> Document text:
Start of Block
The first animal to develop feathers seems to have been archaeopteryx, a curious Jurassic specie whose classification is debated among dinosaurs and modern birds. While the usefulness of these feathers is still being discussed in the paleontological territory of hypotheses, in another link in this evolutionary chain there are interesting creatures, birds with primitive wings which worked to isolate them and regulate their body temperature. As the years went by (many, many years) and a host of other circumstances arose, that which served one purpose came to serve another. What protected and warmed these animals acquired by exaptation a different function from the original one: that of flying.
Although the term exaptation comes from the field of biology, it has been analyzed as a phenomenon in areas such as technology, for example, where it is common to find inventions that end up acquiring different or complementary functions to those for which they were created. The mobile phone: do you remember when it was basically a device for making calls?
End of Block
> Complete the following:
1 - Answer these questions from the passage on exaptation:
(a) Which animal seems to have been the first to develop feathers?
(b) What two things did the primitive wings of some early birds do before they were used for flying?
(c) Outside biology, what field is named as one where exaptation has been analyzed?
2 - Continue the passage on exaptation, starting after its question about the mobile phone.
The entries have no connection to the passage on exaptation.

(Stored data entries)
Start of Block
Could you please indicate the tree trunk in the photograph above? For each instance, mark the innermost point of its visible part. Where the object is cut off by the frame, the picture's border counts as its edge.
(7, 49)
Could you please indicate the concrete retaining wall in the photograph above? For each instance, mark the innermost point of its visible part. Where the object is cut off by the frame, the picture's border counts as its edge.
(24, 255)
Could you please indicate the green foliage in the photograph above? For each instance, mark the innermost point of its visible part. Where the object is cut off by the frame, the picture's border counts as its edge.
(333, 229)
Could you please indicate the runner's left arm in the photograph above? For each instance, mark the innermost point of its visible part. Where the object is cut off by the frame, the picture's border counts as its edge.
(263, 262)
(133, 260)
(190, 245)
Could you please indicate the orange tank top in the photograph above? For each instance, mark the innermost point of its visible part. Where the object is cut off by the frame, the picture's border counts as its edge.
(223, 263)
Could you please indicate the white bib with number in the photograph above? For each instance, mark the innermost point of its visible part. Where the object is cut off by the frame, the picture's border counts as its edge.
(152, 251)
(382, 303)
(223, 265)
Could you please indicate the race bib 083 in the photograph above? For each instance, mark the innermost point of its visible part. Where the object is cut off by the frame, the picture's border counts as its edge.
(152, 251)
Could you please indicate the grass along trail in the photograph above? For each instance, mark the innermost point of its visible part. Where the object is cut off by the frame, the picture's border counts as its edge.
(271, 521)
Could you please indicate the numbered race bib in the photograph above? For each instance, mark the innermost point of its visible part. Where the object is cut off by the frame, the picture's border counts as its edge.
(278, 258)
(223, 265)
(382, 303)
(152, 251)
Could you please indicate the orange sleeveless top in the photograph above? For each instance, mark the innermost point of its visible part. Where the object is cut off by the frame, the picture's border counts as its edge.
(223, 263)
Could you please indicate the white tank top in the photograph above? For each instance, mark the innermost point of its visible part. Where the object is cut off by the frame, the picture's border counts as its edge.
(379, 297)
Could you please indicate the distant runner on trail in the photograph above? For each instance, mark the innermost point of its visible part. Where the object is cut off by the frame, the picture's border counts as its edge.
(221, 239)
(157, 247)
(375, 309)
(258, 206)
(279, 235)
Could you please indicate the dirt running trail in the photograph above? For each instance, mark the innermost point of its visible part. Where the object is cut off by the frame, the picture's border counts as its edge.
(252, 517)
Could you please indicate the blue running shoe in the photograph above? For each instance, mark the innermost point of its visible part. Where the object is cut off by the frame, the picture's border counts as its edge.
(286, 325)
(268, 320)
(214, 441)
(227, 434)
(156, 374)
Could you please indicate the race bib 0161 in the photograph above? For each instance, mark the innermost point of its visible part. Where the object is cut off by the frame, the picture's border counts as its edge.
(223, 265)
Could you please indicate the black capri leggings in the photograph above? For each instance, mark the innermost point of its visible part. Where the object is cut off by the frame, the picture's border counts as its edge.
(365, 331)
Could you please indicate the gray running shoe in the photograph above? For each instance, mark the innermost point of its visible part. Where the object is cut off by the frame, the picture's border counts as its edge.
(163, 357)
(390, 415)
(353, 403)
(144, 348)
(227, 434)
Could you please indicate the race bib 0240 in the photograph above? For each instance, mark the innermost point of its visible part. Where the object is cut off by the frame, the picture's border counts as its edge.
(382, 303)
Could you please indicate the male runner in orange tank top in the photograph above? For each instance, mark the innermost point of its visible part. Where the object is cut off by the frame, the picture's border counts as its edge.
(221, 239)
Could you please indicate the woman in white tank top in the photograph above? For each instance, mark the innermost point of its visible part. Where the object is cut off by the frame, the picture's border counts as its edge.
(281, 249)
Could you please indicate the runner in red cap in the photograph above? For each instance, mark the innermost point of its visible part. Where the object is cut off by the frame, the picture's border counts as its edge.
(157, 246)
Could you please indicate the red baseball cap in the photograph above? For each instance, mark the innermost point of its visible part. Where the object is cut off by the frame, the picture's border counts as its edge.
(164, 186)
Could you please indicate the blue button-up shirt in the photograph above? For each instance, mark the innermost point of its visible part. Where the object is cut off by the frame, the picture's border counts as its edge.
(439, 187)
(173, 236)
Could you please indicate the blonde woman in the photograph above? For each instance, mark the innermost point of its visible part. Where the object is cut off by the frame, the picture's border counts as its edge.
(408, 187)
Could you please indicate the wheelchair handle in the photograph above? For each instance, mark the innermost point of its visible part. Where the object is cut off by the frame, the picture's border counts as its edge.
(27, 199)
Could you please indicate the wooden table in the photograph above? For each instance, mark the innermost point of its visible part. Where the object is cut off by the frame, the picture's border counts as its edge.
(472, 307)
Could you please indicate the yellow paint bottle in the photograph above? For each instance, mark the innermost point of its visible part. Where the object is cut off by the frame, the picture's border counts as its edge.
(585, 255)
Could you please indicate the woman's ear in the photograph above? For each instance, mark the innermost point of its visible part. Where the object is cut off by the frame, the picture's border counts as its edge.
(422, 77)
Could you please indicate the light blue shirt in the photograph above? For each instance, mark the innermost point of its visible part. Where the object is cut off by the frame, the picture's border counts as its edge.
End of Block
> Response list:
1 -
(a) Archaeopteryx.
(b) They isolated the birds and regulated their body temperature.
(c) Technology.

2 -
We find the concept fascinating and it makes us think about the way in which an aptitude, a tool or a feature is capable of crossing borders. And because of the encouraging prospect it opens up for the future: who knows how many things, whose uses we take for granted today, will have alternatives other than disappearing if, through a process of evolution, innovation and creativity, they manage to play another role. Or if, thanks to new applications or uses proposed by users, they reveal properties that, from the present, we cannot even imagine. If we take a look at the DNA of these twenty years of work, the question turns up: can a restaurant exapt? Could everything built and transfigured in time serve an entity like ours for something complementary to the fact of providing food? In our case, more than answers, we have achieved the will to try, at the risk of crashing. Just as to make an omelette you have to break eggs first, to fly you have to dare to jump. Whatever happens.